╭─ Data extract

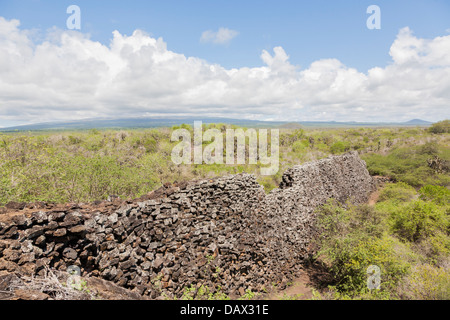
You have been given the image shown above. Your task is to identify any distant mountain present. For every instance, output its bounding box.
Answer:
[0,117,432,132]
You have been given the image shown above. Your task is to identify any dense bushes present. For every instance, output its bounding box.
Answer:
[428,120,450,134]
[317,203,409,296]
[363,143,450,187]
[316,175,450,299]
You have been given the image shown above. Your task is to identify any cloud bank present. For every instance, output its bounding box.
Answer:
[0,17,450,125]
[200,28,239,44]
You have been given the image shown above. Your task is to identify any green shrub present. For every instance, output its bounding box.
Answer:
[378,182,416,202]
[419,185,450,205]
[316,203,409,295]
[428,120,450,134]
[391,200,448,242]
[397,265,450,300]
[330,141,350,154]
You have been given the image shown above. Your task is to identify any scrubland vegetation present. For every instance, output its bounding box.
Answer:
[0,120,450,299]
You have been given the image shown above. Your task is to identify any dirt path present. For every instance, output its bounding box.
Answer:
[268,272,313,300]
[369,190,380,206]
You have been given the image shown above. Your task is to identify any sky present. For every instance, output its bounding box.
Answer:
[0,0,450,127]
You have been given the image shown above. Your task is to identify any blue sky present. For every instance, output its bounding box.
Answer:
[0,0,450,72]
[0,0,450,126]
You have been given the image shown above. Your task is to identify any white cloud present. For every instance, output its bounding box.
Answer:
[0,17,450,125]
[200,28,239,44]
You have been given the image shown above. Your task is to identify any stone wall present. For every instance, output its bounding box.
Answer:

╰─

**What to work on**
Please retype all of the material above word for word, leaving out the pictures.

**Solution to this problem**
You have been given the image shown above. Your task is to identify any distant mountain present. For every instance, output its bounding box.
Answer:
[0,117,432,132]
You have been given the image shown above. Your task is to identify any dense bushes present. For every instance, output its bounding box.
Answer:
[428,120,450,134]
[317,203,409,296]
[363,143,450,187]
[316,175,450,299]
You have been given the image shown above. Your task is to identify any cloud bank present. For every instance, output its bounding box.
Answer:
[0,17,450,125]
[200,28,239,44]
You have been given the image shown above. Your task is to identify any green shrub present. For every instance, output its bounding box.
Answer:
[378,182,416,202]
[419,185,450,205]
[316,203,409,295]
[428,120,450,134]
[391,200,448,242]
[397,265,450,300]
[330,141,350,154]
You have been given the image shown above. Your task is to identify any scrubland vegetation present. For every instance, output its bounding box.
Answer:
[0,120,450,299]
You have been given the image shown above. Your task is to identify any dirt path present. For every instance, output its bounding box.
Answer:
[268,272,313,300]
[369,190,380,206]
You have been given the image shown above. Your task is to identify any sky present. For every instance, output its bounding box.
Answer:
[0,0,450,127]
You have been given the image shown above. Your task is to identify any blue sky present. For every instance, output its bounding box.
Answer:
[0,0,450,72]
[0,0,450,126]
You have been given the image shown above. Your task is to identify any white cloud present. For every instance, output its bounding box.
Answer:
[0,17,450,125]
[200,28,239,44]
You have been given the image shown above. Your task is to identify any stone wall present. For every instance, output its bounding box.
Answer:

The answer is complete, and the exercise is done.